The problem »
Render every line of the entries below as a JSON list of strings, one string per line. Leave out any blank lines.

(Excerpts of labeled region data)
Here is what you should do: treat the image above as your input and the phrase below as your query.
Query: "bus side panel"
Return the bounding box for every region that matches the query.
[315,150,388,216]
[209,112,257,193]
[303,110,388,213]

Exercise answer »
[
  "Here is what you should do: treat the image above as your input and the phrase below as your query.",
  "Query: \"bus side panel\"",
  "Return the bounding box for every region that matches the query.",
  "[315,150,388,216]",
  "[209,112,257,193]",
  "[303,110,388,213]"
]